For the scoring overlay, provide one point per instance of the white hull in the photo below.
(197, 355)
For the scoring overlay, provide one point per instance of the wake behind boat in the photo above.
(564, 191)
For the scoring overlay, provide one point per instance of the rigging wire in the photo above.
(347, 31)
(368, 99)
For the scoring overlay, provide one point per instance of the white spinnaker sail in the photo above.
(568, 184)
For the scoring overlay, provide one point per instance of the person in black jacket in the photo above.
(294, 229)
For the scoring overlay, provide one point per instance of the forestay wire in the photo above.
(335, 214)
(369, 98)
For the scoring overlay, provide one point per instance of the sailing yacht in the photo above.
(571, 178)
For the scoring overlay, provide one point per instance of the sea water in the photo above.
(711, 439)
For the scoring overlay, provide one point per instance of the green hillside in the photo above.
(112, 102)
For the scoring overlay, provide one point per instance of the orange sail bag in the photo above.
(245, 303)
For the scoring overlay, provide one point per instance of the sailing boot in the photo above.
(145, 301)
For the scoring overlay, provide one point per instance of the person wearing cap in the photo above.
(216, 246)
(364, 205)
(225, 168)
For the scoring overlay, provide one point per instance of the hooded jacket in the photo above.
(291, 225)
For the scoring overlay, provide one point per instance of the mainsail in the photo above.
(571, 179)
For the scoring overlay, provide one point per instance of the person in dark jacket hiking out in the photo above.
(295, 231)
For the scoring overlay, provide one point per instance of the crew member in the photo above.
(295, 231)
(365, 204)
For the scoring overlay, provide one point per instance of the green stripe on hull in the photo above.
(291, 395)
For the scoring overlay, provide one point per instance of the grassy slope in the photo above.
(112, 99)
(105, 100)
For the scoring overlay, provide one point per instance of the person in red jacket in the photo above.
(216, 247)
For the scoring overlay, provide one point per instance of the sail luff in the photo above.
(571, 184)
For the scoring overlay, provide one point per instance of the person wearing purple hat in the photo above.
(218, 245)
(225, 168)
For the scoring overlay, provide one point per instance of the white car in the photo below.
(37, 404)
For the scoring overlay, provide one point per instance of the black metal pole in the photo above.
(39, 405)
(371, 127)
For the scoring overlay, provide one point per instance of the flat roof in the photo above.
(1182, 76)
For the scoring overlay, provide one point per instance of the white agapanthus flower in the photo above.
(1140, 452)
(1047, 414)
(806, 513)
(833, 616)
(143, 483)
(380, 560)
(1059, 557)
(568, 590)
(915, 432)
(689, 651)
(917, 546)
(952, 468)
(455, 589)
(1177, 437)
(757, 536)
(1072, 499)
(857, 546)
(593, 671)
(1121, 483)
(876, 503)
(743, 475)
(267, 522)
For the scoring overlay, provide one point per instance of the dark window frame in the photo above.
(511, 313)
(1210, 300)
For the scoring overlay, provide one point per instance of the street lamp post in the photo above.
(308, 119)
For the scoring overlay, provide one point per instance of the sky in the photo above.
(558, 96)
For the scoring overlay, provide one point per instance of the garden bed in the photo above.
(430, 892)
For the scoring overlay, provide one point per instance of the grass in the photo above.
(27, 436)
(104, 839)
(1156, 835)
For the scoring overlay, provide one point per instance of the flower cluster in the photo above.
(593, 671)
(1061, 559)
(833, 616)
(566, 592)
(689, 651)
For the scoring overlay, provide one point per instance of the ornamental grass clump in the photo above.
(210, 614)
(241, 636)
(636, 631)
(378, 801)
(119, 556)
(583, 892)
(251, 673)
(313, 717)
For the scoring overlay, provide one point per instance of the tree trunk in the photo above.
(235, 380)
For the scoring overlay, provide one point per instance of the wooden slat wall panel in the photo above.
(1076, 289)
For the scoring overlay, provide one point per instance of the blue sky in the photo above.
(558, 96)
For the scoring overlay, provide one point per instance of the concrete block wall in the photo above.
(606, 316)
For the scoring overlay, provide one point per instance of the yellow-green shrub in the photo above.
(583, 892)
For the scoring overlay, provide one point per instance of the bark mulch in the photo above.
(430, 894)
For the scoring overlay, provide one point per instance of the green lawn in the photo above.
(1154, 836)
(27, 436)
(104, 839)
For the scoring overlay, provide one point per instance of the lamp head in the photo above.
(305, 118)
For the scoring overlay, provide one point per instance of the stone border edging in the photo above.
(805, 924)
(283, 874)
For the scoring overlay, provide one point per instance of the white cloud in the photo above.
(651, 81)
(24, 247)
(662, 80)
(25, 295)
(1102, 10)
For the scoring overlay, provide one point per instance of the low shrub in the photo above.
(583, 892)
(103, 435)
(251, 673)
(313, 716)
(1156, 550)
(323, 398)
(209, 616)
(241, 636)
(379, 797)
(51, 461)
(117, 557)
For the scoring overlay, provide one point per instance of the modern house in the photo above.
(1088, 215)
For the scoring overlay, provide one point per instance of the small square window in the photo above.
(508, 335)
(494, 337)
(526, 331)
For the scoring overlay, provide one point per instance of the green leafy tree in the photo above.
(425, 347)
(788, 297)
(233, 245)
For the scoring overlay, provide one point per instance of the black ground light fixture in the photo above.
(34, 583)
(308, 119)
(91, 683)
★ ★ ★ ★ ★
- **Challenge**: Retype the listing above without any changes, starting at the line that contains "low shrub in the photo above." and continuing through the end of the listing, with both ends included.

- **Output below**:
For the scoring overlay, provide one point per instance of the low shrub in the photo above.
(583, 892)
(103, 435)
(251, 673)
(313, 716)
(1156, 550)
(323, 398)
(209, 616)
(241, 636)
(379, 797)
(51, 461)
(117, 557)
For the scoring overlay, provide one point per instance of the modern house in the photo above.
(1088, 215)
For the scoring overlay, provide one point per instance of the small square window in the photo above.
(508, 335)
(494, 337)
(526, 331)
For the scoring overlay, provide one point per instance of the green leafy tree in the photo above.
(425, 347)
(788, 297)
(233, 245)
For the scoring overlay, provide one point per instance of the black ground light fixture in the photo above.
(34, 583)
(308, 119)
(91, 683)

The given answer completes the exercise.